INPUT FOR THIS TASK:
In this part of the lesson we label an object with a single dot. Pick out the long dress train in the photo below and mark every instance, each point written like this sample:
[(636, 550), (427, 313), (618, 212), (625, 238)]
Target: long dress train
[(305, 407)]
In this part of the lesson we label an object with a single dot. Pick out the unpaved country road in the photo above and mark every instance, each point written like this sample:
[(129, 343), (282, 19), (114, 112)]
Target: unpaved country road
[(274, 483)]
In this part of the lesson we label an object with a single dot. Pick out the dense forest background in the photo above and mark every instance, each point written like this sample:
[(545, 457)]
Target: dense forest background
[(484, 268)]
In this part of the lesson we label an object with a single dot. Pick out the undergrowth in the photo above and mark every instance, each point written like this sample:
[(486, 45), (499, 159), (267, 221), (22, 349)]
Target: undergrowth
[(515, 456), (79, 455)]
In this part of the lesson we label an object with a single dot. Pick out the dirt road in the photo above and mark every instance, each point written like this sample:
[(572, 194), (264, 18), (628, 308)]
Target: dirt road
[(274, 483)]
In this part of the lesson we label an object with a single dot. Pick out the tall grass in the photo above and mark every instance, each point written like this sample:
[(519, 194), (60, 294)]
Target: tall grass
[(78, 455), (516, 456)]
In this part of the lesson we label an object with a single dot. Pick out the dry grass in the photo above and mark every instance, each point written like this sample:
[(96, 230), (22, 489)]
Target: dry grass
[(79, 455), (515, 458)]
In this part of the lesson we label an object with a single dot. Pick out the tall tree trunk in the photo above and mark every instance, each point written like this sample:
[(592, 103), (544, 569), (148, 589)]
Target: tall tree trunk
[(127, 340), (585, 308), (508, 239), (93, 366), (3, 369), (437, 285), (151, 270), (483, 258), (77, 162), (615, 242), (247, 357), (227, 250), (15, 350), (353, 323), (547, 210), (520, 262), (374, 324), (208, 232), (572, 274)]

WORK TO BE COMPLETED:
Write out every record, exactly as written.

EXERCISE OUTPUT:
In this part of the lesson we label an object with a single dot. Pick out the long dress train in the photo below and mark every instance, each point written like this sample:
[(636, 550), (427, 313), (618, 212), (625, 238)]
Target: long dress train
[(305, 407)]
In this part of the lesson we label an object with a single dot. Pick out the unpaved country road in the photo above and mark every instance, each point written like this sample:
[(129, 343), (282, 19), (114, 112)]
Target: unpaved country road
[(274, 483)]
In this part of the lesson we label an object with a single dot. Pick out the dense forest background in the photo above and mark every instance, each point written like this sample:
[(545, 457)]
Target: dense forest background
[(484, 268)]
In this part of the lesson we label an object with a single dot. Pick out the undergrowth in the photo above and mark every instance, each point written like this sample:
[(486, 45), (499, 159), (267, 221), (22, 349)]
Target: undergrowth
[(515, 456), (79, 455)]
In this part of the lesson we label an object with a single dot. Pick out the dirt road in the photo above and mark every instance, each point written like this sample:
[(572, 194), (264, 18), (628, 308)]
Target: dirt road
[(274, 483)]
In this part of the lesson we label an object with a single dot. Pick out the tall grass in the photo above and mark every instance, each point written like this sample:
[(519, 194), (60, 294)]
Target: tall grass
[(78, 455), (516, 456)]
In this part of the lesson we label an object with a single dot. Pick out the dry grass in the photo above and mark every instance, each point written like this sample:
[(96, 230), (22, 489)]
Target: dry grass
[(79, 455), (515, 458)]
In this part of the lesson we label an object with a single dot. Pick out the tall tree trunk in the photo above and mark every instance, each point written like this sample:
[(592, 103), (544, 569), (148, 589)]
Target: tall tree trunk
[(127, 340), (585, 308), (508, 239), (93, 366), (3, 369), (437, 285), (151, 270), (483, 258), (77, 162), (615, 242), (247, 357), (227, 250), (15, 350), (353, 323), (547, 210), (520, 262), (374, 324), (208, 232), (572, 274)]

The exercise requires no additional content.